[Source data]
╔══

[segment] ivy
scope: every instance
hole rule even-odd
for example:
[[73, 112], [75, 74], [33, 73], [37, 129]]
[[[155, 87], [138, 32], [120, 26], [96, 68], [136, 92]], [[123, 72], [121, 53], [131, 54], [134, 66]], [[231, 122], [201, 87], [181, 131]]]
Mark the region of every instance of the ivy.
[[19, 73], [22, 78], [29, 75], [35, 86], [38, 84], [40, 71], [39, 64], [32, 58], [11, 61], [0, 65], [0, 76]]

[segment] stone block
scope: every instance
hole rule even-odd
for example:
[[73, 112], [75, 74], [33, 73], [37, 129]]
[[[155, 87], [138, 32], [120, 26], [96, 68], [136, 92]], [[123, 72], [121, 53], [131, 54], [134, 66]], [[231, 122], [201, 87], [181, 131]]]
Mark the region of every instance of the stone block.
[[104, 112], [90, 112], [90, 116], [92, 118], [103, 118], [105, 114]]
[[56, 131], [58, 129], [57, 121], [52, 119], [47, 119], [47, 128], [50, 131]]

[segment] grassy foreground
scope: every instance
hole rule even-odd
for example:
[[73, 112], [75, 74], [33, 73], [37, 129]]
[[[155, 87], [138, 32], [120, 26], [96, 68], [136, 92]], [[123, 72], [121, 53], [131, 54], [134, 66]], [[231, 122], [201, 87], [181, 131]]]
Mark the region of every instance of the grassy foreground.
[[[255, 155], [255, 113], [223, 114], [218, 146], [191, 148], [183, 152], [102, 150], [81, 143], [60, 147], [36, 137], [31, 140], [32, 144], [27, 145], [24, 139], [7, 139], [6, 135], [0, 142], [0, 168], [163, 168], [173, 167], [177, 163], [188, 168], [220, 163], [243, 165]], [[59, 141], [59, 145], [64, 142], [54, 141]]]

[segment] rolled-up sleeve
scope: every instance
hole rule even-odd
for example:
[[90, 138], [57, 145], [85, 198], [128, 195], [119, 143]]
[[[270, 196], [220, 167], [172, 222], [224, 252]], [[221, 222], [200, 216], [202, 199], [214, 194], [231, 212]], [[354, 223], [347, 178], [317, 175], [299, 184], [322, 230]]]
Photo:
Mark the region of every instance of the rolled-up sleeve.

╚══

**Task details**
Output every line of the items above as a JSON array of strings, with one string per line and blank lines omitted.

**Output below**
[
  "[segment] ivy",
  "scope: every instance",
  "hole rule even-odd",
  "for example:",
  "[[73, 112], [75, 74], [33, 73], [37, 129]]",
  "[[[155, 87], [138, 32], [120, 26], [96, 68], [136, 92]], [[123, 72], [121, 53], [131, 54], [134, 66]], [[231, 122], [201, 87], [181, 131]]]",
  "Mark the region of every instance of the ivy.",
  "[[19, 73], [22, 78], [29, 75], [35, 86], [38, 84], [40, 71], [39, 64], [32, 58], [11, 61], [0, 65], [0, 76]]",
  "[segment] stone block",
  "scope: every instance",
  "hole rule even-odd",
  "for example:",
  "[[73, 112], [75, 74], [33, 73], [37, 129]]",
  "[[[155, 87], [138, 32], [120, 26], [96, 68], [136, 92]], [[123, 72], [121, 53], [131, 54], [134, 66]], [[231, 122], [201, 87], [181, 131]]]",
  "Mark the region of every instance of the stone block.",
  "[[104, 112], [90, 112], [90, 116], [92, 118], [103, 118], [105, 114]]",
  "[[56, 131], [58, 129], [57, 121], [52, 119], [47, 119], [47, 128], [50, 131]]",
  "[segment] grassy foreground",
  "scope: every instance",
  "hole rule even-odd",
  "for example:",
  "[[73, 112], [75, 74], [33, 73], [37, 129]]",
  "[[[155, 87], [138, 32], [120, 26], [96, 68], [136, 92]], [[123, 72], [121, 53], [131, 54], [134, 66]], [[231, 122], [201, 87], [181, 131]]]",
  "Mark the region of every instance of the grassy foreground.",
  "[[[255, 155], [255, 113], [223, 114], [218, 146], [191, 148], [183, 152], [102, 150], [81, 143], [60, 147], [36, 137], [31, 140], [32, 144], [27, 145], [24, 139], [7, 139], [6, 135], [0, 142], [0, 168], [163, 168], [173, 167], [177, 163], [188, 168], [220, 163], [243, 165]], [[59, 141], [59, 145], [64, 142], [54, 141]]]",
  "[segment] rolled-up sleeve",
  "scope: every instance",
  "hole rule even-odd",
  "for example:",
  "[[90, 138], [57, 145], [85, 198], [128, 195], [119, 143]]",
  "[[[270, 196], [220, 167], [172, 222], [224, 252]], [[221, 222], [200, 216], [202, 199], [214, 194], [231, 212]], [[354, 223], [347, 178], [317, 175], [299, 184], [322, 230]]]",
  "Photo:",
  "Mark the region of every instance of the rolled-up sleeve."
]